▶ **RECORDS FOR THE TASK**:
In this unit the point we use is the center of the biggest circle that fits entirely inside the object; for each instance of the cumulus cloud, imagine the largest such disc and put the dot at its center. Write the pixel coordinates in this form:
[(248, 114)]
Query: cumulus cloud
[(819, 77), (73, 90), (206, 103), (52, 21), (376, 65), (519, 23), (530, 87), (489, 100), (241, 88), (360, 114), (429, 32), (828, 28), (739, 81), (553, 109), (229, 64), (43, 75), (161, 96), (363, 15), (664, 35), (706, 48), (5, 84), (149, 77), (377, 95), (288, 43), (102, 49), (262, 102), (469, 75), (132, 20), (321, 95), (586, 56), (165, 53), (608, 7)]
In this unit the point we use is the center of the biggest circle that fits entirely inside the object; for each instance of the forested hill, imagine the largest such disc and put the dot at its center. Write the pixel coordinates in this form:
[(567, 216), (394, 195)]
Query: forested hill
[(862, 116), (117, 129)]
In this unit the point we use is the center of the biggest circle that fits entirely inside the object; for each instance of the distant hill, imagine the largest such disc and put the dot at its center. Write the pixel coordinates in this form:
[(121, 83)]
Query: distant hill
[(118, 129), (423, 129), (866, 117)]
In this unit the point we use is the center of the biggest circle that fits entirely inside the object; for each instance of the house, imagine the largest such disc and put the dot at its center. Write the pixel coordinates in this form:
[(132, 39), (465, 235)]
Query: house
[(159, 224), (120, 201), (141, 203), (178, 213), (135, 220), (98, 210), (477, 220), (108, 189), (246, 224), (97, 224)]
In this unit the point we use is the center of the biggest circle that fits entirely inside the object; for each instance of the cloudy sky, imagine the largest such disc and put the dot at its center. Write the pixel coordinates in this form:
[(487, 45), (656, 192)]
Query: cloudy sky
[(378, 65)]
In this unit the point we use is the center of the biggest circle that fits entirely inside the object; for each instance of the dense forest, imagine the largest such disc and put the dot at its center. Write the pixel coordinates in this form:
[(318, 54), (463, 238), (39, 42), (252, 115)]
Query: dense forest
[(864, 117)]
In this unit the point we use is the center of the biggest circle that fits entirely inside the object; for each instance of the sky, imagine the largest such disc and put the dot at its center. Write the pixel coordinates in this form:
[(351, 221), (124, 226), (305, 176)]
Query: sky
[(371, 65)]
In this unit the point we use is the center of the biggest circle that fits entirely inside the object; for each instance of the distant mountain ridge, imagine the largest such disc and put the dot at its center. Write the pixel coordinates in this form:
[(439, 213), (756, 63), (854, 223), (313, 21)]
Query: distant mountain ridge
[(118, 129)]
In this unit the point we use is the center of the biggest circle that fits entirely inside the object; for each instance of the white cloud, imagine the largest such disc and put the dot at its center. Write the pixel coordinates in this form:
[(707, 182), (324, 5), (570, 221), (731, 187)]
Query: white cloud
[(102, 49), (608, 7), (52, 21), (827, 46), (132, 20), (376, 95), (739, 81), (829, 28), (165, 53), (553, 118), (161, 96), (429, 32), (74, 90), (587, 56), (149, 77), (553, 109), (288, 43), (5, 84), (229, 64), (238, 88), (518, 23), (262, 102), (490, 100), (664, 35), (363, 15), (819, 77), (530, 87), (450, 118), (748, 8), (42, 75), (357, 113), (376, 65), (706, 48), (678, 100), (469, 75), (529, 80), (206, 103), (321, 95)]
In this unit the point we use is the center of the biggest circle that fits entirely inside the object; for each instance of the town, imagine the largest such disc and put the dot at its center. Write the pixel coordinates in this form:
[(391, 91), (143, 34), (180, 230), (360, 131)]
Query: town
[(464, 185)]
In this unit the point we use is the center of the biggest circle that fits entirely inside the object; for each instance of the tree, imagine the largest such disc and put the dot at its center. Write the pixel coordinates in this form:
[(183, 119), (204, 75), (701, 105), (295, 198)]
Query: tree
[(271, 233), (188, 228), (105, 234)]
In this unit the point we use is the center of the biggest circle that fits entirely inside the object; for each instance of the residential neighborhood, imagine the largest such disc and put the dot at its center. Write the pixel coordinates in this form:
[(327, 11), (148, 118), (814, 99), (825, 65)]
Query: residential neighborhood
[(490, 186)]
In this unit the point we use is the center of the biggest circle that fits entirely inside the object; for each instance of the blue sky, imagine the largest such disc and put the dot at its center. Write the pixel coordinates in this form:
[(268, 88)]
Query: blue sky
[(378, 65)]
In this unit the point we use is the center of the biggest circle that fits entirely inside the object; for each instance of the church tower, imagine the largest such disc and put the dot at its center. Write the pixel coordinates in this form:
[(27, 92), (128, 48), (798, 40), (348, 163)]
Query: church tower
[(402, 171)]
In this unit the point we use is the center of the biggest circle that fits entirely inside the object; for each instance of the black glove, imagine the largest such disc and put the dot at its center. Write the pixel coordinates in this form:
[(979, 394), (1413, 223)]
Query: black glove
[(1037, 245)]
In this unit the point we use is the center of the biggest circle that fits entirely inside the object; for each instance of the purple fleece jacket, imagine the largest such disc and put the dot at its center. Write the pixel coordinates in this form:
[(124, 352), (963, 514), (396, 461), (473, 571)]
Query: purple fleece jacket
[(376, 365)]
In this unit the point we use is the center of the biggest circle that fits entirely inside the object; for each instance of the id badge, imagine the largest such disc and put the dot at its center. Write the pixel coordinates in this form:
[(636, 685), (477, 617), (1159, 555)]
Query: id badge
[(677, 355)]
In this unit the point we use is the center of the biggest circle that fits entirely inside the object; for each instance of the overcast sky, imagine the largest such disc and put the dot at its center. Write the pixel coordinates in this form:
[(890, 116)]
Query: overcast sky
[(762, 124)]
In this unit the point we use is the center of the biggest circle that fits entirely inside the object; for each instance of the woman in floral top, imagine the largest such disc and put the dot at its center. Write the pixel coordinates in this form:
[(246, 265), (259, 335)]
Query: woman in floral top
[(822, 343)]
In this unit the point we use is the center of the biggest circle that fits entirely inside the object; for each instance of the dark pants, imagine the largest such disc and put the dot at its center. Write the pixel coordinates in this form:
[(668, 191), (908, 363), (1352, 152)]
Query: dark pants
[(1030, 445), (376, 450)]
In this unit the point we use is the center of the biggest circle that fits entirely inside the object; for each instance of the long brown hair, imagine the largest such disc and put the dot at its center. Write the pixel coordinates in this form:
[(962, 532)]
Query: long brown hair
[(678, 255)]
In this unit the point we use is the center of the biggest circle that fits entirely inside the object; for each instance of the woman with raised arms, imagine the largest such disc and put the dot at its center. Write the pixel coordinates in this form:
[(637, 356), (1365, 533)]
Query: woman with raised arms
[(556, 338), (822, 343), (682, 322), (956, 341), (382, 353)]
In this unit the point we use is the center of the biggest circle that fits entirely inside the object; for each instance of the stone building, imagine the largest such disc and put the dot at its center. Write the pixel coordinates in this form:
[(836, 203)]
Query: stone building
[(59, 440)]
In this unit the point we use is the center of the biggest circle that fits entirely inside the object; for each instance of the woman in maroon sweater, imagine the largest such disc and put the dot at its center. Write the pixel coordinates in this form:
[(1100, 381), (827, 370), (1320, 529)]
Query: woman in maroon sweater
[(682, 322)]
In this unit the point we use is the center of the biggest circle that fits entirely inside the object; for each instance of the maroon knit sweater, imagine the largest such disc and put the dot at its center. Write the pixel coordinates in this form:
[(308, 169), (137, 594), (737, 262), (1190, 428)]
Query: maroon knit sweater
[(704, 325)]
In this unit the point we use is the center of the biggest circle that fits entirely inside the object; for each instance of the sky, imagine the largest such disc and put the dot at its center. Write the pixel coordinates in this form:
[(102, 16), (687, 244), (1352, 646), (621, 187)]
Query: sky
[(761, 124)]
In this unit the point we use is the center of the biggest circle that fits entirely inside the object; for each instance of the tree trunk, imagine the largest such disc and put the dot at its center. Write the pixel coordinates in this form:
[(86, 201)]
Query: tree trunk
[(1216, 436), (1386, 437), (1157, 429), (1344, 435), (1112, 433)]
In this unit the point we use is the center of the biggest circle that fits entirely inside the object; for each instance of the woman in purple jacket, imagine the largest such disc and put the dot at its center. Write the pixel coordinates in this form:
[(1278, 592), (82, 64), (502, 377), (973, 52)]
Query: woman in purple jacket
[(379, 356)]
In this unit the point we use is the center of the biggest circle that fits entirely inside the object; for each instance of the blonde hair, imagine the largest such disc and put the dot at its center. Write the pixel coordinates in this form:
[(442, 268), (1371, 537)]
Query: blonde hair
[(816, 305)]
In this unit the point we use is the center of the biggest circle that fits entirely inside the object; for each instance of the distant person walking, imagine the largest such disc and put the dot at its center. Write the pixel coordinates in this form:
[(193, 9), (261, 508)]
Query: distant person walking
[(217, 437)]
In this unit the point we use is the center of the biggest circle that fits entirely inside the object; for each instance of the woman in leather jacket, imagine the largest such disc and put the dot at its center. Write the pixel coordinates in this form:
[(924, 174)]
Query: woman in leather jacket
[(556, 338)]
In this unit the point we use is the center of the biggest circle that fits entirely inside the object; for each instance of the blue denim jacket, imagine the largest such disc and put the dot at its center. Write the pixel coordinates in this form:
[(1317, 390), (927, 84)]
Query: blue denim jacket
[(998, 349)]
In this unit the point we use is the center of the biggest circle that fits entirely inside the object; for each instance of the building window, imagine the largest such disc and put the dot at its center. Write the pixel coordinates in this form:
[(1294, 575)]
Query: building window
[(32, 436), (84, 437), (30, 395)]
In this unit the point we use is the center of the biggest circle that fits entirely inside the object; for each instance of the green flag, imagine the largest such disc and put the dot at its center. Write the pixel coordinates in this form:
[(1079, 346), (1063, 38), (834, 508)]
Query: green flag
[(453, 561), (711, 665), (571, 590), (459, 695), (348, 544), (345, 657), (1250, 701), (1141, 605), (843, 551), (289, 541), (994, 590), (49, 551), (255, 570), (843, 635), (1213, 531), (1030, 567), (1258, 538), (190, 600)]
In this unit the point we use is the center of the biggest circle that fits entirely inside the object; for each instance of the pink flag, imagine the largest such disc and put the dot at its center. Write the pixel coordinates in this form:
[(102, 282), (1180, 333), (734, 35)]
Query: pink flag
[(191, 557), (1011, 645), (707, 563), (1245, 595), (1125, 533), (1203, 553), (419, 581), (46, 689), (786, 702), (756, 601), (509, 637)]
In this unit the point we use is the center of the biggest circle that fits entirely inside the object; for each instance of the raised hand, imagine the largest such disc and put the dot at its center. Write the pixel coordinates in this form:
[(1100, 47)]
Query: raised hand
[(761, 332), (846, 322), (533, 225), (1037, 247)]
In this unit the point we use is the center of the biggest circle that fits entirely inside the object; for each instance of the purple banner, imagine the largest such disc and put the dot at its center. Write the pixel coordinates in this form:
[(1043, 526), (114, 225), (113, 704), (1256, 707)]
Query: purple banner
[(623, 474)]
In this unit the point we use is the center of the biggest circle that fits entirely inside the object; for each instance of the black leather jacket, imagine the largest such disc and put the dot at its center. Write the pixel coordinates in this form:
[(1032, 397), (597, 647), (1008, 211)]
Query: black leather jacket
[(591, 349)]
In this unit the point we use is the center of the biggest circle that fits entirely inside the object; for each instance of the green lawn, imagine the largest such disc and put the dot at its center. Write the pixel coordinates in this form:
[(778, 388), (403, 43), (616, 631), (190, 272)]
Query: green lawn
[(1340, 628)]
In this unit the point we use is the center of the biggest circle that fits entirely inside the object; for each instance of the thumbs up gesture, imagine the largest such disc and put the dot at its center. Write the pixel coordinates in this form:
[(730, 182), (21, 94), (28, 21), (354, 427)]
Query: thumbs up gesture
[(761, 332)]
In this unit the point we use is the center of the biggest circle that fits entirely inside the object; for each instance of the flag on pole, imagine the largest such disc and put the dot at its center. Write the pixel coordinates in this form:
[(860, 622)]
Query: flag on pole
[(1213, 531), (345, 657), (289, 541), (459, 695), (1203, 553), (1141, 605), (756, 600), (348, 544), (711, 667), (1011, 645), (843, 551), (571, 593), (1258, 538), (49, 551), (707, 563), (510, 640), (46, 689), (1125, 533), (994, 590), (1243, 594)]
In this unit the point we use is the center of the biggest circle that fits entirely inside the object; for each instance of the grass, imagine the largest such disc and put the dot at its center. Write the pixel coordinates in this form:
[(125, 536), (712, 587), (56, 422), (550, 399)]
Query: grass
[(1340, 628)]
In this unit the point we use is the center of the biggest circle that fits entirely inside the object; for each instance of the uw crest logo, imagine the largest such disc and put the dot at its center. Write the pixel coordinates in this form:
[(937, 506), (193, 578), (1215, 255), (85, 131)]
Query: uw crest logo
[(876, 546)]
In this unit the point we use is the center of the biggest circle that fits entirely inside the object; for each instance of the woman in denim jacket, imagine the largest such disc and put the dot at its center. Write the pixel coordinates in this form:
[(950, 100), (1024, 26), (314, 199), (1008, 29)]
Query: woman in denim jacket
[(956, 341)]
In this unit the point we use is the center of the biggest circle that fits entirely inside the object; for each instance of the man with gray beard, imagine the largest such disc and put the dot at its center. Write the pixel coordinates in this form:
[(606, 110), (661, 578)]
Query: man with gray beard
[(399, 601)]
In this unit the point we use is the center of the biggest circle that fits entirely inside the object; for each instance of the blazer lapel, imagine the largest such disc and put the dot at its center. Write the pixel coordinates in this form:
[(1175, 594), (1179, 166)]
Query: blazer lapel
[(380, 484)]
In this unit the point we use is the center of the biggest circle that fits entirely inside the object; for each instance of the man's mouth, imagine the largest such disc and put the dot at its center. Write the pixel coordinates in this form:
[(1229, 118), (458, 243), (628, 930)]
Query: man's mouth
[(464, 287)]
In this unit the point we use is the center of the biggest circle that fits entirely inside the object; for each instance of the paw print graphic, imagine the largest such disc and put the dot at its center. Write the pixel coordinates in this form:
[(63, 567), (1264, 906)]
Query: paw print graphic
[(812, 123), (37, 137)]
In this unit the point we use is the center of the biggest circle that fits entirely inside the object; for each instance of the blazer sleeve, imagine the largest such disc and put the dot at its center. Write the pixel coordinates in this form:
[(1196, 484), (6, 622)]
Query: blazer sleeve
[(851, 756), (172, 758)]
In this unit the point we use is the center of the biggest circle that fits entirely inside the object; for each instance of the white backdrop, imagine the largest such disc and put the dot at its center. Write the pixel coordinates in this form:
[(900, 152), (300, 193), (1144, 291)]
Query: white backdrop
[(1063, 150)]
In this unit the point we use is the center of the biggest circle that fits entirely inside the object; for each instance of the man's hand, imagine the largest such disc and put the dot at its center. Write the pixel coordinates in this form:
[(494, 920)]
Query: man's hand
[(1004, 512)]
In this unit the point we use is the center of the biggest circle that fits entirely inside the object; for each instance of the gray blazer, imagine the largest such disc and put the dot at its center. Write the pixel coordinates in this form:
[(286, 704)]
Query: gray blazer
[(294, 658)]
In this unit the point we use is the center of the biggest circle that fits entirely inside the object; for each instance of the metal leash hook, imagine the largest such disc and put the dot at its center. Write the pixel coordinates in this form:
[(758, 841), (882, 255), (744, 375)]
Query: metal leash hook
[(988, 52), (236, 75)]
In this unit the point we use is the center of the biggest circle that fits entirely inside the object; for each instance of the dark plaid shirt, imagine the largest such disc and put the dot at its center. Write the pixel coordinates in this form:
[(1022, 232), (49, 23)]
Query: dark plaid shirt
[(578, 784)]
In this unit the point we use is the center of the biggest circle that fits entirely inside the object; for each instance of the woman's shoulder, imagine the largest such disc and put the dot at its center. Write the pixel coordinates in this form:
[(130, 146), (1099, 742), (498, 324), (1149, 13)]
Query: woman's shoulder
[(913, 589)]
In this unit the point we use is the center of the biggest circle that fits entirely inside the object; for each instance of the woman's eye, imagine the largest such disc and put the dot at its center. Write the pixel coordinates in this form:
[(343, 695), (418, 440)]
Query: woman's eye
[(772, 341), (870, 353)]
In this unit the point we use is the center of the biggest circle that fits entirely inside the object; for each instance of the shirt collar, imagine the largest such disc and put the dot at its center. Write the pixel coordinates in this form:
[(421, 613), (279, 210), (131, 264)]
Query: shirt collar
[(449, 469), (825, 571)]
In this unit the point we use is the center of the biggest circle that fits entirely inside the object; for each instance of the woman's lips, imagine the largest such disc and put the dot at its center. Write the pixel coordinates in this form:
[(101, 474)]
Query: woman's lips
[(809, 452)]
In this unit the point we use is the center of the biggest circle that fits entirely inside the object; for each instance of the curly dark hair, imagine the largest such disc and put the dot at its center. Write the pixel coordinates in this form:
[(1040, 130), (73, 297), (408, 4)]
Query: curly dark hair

▶ **THE PROBLEM**:
Search the entries above for "curly". Show every line that has it.

▶ **TASK ANSWER**:
In this unit the point we use is the center of the biggest circle that fits entirely inside the object; for each instance of the curly dark hair, imagine the largest such disc and put the dot at its center. Write the pixel coordinates in this form:
Query: curly dark hair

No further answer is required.